## Task brief
From the records below, output exactly the lines running from the line containing "positive clicks: (285, 317) (161, 304)" through the line containing "236L84 246L59 282L31", and no others.

(Stored records)
====================

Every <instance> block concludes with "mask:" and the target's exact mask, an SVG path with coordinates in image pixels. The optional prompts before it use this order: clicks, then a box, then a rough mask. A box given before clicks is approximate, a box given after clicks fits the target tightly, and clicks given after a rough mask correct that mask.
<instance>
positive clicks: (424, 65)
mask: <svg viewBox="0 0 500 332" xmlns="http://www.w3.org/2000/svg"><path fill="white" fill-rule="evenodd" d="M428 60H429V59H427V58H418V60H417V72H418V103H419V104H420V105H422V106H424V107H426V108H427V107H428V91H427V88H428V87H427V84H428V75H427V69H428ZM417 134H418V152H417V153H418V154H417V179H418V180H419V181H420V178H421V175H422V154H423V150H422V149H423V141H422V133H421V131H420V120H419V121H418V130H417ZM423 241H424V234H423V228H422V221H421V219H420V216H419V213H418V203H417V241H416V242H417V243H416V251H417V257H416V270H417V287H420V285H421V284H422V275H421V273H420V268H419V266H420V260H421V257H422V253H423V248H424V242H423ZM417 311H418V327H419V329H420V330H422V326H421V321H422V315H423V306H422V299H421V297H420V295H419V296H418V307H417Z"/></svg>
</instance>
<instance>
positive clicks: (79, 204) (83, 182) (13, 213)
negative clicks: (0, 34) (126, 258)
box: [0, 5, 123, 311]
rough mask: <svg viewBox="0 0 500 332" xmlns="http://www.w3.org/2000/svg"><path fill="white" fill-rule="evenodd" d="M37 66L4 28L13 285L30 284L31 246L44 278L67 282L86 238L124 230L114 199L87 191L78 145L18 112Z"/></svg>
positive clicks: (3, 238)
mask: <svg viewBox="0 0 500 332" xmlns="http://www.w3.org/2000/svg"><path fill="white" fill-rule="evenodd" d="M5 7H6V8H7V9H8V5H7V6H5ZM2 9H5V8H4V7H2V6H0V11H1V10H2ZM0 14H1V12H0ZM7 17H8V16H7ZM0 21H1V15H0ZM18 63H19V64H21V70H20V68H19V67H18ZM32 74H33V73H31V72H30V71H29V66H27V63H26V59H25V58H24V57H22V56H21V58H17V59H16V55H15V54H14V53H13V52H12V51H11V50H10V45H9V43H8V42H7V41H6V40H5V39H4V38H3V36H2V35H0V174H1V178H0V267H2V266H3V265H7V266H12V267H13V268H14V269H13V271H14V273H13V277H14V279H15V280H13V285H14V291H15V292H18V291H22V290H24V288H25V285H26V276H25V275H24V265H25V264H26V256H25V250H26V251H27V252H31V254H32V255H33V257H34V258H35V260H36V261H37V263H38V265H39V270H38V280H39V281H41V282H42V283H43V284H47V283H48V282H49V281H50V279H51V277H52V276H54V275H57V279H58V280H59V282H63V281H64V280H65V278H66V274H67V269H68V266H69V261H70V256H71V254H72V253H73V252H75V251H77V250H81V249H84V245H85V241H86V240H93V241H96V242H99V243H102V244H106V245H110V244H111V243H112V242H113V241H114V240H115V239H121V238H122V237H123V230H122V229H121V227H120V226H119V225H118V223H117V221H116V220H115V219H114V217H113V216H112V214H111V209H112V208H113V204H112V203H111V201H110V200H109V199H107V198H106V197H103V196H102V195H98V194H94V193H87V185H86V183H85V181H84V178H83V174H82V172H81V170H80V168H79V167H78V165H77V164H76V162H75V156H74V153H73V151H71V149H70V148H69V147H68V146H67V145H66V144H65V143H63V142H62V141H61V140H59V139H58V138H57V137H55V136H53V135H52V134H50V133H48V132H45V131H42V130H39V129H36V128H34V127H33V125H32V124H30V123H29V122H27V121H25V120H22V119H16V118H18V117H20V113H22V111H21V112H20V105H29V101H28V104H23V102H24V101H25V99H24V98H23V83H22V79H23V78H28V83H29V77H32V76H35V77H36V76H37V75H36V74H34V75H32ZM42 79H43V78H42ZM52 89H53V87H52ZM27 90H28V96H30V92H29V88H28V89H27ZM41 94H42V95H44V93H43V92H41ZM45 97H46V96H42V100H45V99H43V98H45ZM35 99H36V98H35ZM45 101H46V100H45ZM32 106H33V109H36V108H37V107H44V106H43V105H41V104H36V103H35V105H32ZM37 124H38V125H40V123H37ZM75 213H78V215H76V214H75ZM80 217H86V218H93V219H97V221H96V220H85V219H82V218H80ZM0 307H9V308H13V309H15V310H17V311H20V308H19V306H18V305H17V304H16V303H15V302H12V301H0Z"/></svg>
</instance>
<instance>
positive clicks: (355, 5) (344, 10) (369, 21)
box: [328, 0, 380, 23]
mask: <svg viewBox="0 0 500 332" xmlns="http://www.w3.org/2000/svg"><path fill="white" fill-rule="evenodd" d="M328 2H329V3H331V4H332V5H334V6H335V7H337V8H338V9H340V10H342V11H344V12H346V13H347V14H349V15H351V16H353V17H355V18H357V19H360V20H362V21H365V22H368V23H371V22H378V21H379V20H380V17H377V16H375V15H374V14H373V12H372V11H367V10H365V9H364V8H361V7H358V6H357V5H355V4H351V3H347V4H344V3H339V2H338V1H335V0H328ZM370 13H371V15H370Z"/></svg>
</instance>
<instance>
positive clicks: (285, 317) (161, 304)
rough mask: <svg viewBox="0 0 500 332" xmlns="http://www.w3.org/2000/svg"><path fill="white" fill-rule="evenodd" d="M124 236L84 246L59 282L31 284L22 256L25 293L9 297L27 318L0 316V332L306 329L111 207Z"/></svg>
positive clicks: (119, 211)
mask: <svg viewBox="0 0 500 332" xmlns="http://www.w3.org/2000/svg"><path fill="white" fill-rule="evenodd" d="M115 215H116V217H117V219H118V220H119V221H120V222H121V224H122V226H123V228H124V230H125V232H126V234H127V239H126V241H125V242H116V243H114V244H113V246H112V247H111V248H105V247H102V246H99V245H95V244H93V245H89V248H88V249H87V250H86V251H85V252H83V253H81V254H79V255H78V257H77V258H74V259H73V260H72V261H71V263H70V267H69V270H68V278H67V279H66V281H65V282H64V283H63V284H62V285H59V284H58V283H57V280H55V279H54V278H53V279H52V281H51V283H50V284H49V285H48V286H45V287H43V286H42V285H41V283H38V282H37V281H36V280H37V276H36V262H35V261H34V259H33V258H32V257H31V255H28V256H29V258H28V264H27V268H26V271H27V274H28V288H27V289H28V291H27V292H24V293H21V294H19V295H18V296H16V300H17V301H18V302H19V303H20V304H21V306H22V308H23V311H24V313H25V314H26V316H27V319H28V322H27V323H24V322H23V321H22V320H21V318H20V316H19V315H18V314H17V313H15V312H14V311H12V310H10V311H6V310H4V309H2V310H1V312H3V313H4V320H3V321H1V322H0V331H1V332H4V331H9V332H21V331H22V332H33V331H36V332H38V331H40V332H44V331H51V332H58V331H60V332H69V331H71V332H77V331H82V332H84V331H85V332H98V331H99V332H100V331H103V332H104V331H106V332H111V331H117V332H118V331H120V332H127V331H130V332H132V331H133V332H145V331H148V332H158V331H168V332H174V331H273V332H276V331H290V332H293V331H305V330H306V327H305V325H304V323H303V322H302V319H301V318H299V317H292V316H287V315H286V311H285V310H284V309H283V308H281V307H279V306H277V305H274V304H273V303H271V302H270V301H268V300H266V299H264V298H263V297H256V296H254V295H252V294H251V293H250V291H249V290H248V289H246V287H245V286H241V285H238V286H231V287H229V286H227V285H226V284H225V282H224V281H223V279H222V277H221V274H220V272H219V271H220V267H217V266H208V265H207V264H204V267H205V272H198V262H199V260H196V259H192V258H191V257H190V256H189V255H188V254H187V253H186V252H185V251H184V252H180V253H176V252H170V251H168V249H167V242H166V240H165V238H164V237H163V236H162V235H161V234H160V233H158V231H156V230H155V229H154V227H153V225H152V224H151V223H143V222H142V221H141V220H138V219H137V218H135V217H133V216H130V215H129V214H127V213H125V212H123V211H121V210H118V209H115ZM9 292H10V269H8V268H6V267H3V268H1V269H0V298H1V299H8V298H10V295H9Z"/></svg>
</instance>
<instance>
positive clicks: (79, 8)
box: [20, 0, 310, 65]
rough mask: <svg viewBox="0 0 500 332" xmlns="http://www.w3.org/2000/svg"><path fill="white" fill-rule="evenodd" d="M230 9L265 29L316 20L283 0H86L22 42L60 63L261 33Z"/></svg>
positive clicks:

====================

## Answer box
positive clicks: (285, 317) (161, 304)
rough mask: <svg viewBox="0 0 500 332" xmlns="http://www.w3.org/2000/svg"><path fill="white" fill-rule="evenodd" d="M124 236L84 246L59 282L31 284L22 256L25 293L9 297L27 318L0 316V332L306 329L111 207Z"/></svg>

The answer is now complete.